> [WHAT TO PRODUCE]
Reproduce the data word for word, keeping every line complete.

> [EXERCISE MATERIAL]

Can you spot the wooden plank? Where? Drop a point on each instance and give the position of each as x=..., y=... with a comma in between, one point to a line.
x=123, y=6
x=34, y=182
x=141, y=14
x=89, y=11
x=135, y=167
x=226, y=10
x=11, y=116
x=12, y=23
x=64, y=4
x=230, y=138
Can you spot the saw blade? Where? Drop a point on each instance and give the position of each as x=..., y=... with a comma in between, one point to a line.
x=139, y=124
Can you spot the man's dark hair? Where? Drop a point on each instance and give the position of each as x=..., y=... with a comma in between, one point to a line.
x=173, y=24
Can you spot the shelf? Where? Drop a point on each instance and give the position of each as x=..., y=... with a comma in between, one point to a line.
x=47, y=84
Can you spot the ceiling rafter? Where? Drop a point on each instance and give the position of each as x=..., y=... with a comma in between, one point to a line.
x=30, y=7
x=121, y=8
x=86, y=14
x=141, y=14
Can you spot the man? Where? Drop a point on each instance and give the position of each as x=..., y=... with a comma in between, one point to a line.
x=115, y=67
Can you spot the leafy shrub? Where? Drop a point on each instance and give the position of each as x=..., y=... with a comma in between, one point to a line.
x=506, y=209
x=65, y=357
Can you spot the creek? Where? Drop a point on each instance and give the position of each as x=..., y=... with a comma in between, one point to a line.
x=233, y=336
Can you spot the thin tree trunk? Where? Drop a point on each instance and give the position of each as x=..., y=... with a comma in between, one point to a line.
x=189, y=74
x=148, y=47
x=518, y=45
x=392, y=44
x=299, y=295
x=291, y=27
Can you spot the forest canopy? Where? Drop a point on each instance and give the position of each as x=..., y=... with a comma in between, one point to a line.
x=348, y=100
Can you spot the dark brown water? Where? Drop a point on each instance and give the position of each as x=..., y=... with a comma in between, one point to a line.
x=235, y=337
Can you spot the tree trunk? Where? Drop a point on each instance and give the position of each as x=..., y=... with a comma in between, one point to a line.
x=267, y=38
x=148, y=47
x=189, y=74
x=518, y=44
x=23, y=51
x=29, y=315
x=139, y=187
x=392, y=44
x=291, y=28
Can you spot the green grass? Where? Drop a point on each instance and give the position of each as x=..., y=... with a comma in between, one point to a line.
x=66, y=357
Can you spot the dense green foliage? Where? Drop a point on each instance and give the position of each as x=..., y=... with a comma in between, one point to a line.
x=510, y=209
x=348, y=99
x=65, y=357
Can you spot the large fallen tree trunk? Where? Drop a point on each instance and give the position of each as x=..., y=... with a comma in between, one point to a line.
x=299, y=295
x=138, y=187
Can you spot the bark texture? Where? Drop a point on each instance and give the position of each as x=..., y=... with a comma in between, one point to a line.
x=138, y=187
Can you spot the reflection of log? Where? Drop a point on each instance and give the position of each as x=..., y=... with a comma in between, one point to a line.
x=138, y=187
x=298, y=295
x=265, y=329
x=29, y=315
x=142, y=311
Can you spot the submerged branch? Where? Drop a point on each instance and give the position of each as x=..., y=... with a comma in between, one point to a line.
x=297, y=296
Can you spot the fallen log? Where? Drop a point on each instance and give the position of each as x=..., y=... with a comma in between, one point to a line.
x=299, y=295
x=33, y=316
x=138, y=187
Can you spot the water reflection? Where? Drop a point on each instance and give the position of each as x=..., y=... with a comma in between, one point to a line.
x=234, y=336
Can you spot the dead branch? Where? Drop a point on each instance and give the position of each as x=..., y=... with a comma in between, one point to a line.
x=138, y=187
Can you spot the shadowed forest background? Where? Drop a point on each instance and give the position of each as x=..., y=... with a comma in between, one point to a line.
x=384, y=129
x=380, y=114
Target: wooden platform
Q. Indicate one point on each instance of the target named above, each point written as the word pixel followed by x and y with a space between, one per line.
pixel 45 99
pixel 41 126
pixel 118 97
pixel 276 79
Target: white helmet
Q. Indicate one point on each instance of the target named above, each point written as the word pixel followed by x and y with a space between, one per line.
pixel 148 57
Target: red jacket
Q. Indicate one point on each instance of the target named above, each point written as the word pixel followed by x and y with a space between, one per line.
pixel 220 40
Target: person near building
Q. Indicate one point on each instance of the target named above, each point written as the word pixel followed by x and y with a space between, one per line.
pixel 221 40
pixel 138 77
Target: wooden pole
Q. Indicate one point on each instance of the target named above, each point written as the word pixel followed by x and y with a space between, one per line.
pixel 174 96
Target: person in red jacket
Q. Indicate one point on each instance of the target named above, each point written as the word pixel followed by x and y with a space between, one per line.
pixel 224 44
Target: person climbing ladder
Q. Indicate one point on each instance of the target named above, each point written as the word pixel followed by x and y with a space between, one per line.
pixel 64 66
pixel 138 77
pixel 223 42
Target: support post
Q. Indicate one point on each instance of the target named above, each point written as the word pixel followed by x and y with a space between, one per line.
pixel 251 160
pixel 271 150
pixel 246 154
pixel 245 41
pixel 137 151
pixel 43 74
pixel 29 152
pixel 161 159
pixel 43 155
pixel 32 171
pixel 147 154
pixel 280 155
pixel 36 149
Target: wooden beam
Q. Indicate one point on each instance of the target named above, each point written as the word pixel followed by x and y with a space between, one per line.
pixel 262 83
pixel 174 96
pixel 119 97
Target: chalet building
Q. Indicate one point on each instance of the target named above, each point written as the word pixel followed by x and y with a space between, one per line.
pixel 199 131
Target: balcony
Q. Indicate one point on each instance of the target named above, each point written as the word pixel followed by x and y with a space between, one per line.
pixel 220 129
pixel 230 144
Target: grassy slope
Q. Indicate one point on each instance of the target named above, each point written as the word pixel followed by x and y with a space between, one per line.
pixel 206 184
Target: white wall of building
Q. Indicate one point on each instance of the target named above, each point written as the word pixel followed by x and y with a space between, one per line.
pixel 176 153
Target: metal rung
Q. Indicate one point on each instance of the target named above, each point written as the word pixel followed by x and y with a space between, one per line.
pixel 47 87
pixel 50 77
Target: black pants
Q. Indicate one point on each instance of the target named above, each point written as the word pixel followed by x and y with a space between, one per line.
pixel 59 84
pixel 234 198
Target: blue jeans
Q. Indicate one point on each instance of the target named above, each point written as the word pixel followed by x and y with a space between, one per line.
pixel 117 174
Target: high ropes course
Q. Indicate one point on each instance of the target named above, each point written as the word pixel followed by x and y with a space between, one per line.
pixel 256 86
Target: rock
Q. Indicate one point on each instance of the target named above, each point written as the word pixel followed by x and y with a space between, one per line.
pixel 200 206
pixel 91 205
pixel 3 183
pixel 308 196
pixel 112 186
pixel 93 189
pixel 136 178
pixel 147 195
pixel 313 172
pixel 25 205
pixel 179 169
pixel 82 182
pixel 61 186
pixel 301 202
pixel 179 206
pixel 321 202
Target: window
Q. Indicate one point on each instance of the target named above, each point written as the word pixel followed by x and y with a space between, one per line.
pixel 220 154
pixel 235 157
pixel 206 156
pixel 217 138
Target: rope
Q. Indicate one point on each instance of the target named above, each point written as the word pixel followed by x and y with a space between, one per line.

> [WRITTEN ANSWER]
Can you spot the wooden plank? Where? Drop a point on each instance and give the position of each as x=..., y=... with a comma in between, one point to a line.
x=123, y=6
x=34, y=182
x=141, y=14
x=89, y=11
x=135, y=167
x=226, y=10
x=11, y=116
x=12, y=23
x=64, y=4
x=230, y=138
Can you spot the saw blade? Where? Drop a point on each instance and give the position of each as x=..., y=... with a comma in between, one point to a line.
x=139, y=124
Can you spot the man's dark hair? Where? Drop a point on each instance and give the position of each as x=..., y=... with a comma in between, one point to a line.
x=173, y=24
Can you spot the shelf? Where? Drop a point on each instance and give the position of each as x=..., y=... with a comma in between, one point to a line.
x=47, y=84
Can you spot the ceiling rafter? Where? Drop a point on each instance and give the position of each as x=..., y=... with a comma in between, one point to a line.
x=30, y=7
x=121, y=8
x=86, y=14
x=141, y=14
Can you spot the man? Where? Drop a point on each instance and give the position of each as x=..., y=... with a comma in between, one point to a line.
x=115, y=67
Can you spot the leafy shrub? Where? Drop a point on each instance and give the position of each as x=..., y=... with a comma in between, one point to a line.
x=506, y=209
x=65, y=357
Can you spot the creek? Where? Drop a point on each instance and give the position of each as x=..., y=... with a comma in between, one point to a line.
x=233, y=336
Can you spot the thin tree trunk? Where? Drop a point on each instance and give the position of each as x=..., y=... with a comma in between, one point to a line.
x=189, y=74
x=148, y=47
x=518, y=45
x=392, y=44
x=299, y=295
x=291, y=27
Can you spot the forest canopy? Where? Drop a point on each instance and give the position of each as x=..., y=... with a comma in between, one point to a line.
x=348, y=100
Can you spot the dark brown water? Where? Drop a point on each instance and give the position of each as x=..., y=... with a comma in between, one point to a line.
x=235, y=337
Can you spot the tree trunk? Where? Drop a point on each instance and give the position of each as x=..., y=... with a comma in between, one point to a line.
x=267, y=38
x=148, y=47
x=189, y=74
x=518, y=44
x=23, y=51
x=29, y=315
x=139, y=187
x=392, y=44
x=291, y=28
Can you spot the green grass? Where? Drop a point on each instance and give the position of each as x=..., y=... with a comma in between, one point to a line.
x=66, y=357
Can you spot the dense green foliage? Where? Drop a point on each instance and give the position of each as x=..., y=... with a comma in between, one point to a line.
x=510, y=209
x=348, y=99
x=65, y=357
Can you spot the large fallen tree trunk? Where? Drop a point on each instance and give the position of each as x=..., y=... with a comma in between, one point to a line.
x=299, y=295
x=138, y=187
Can you spot the bark texture? Where? Drop a point on each instance and give the position of each as x=..., y=... with a comma in between, one point to a line.
x=138, y=187
Can you spot the reflection of log? Where? Drop a point on each instance and give the position of each as x=..., y=... with a comma in between, one point to a line.
x=138, y=187
x=298, y=295
x=265, y=329
x=29, y=315
x=142, y=311
Can you spot the submerged branch? Where? Drop a point on each instance and give the position of each as x=..., y=... with a comma in between, one point to a line.
x=297, y=296
Can you spot the fallen log? Where? Drop a point on each instance and give the position of each as x=..., y=... with a comma in between, one point to a line.
x=299, y=295
x=33, y=316
x=138, y=187
Can you spot the water reflection? Where? Drop a point on each instance and give the position of each as x=..., y=... with a comma in between, one point to a line.
x=234, y=336
Can you spot the dead branch? Where? Drop a point on each instance and give the position of each as x=..., y=... with a comma in between, one point to a line.
x=138, y=187
Can you spot the shadowed forest background? Where? Drop a point on each instance and give the position of each as x=..., y=... with a comma in between, one point to a line.
x=384, y=129
x=380, y=114
Target: wooden platform
Q. Indicate one point on each instance of the target named above, each point written as the word pixel followed by x and y with a space between, one per line.
pixel 45 99
pixel 41 126
pixel 118 97
pixel 276 79
Target: white helmet
Q. Indicate one point on each instance of the target named above, each point written as the word pixel followed by x and y with a space between, one per line.
pixel 148 57
Target: red jacket
Q. Indicate one point on each instance of the target named above, each point written as the word pixel followed by x and y with a space between, one per line.
pixel 220 40
Target: person near building
Q. Indicate one point on each instance of the target named above, each point written as the word pixel followed by x and y with a space between, one per line.
pixel 221 40
pixel 138 77
Target: wooden pole
Q. Indicate one point on each instance of the target named above, each point written as the word pixel followed by x and y with a space between, one per line.
pixel 174 96
Target: person in red jacket
Q. Indicate one point on each instance of the target named above, each point written as the word pixel followed by x and y with a space between, one per line.
pixel 224 44
Target: person climbing ladder
Q. Indicate one point on each instance of the target named above, each point written as the word pixel followed by x and y with a space between, one per line.
pixel 64 66
pixel 138 77
pixel 223 42
Target: support post
Q. Indicate one point on each instance of the target named above, each point written as the word pixel followed by x and y with a space between, one per line.
pixel 251 160
pixel 271 150
pixel 246 154
pixel 245 41
pixel 137 151
pixel 43 74
pixel 29 152
pixel 161 159
pixel 43 155
pixel 32 171
pixel 147 154
pixel 280 155
pixel 36 149
Target: wooden beam
Q. Indicate one point on each instance of the target named above, each point written as the word pixel followed by x and y with a space between, one per line.
pixel 262 83
pixel 174 96
pixel 119 97
Target: chalet building
Q. Indicate one point on each instance of the target named above, each point written as the word pixel followed by x and y with a space between, one per line.
pixel 199 131
Target: balcony
Q. Indicate one point on each instance of the target named above, each point written as the word pixel followed by x and y with a space between, one per line.
pixel 220 129
pixel 230 144
Target: grassy slope
Q. Indicate one point on each instance of the target named above, each point written as the word pixel followed by x and y with a space between, one per line.
pixel 206 184
Target: white wall of building
Q. Indicate one point on each instance of the target named above, each point written as the word pixel followed by x and y with a space between, one per line.
pixel 176 153
Target: metal rung
Q. Indicate one point on each instance of the target named above, each point written as the word pixel followed by x and y with a space between, one per line.
pixel 47 87
pixel 50 77
Target: black pants
Q. Indicate one point on each instance of the target named above, each point written as the word pixel followed by x and y with a space between, one per line.
pixel 59 84
pixel 234 198
Target: blue jeans
Q. Indicate one point on each instance of the target named above, each point written as the word pixel followed by x and y with a space between, one per line.
pixel 117 174
Target: high ropes course
Q. Indicate one point on each instance of the target named above, each point written as the word pixel followed by x and y with a space between, one per line.
pixel 256 86
Target: rock
Q. Indicate one point on each instance of the target named above, each point written as the word pixel followed by x and y with a space between, one per line.
pixel 200 206
pixel 91 205
pixel 3 183
pixel 308 196
pixel 112 186
pixel 93 189
pixel 136 178
pixel 147 195
pixel 313 172
pixel 25 205
pixel 179 169
pixel 82 182
pixel 61 186
pixel 301 202
pixel 179 206
pixel 321 202
Target: window
Q. Indicate one point on each instance of the target named above, each point written as the word pixel followed by x and y with a space between, one per line.
pixel 220 154
pixel 235 157
pixel 206 156
pixel 217 138
Target: rope
Q. Indicate one point on each instance of the target named above, each point written as the word pixel followed by x and y with a space between, one per line.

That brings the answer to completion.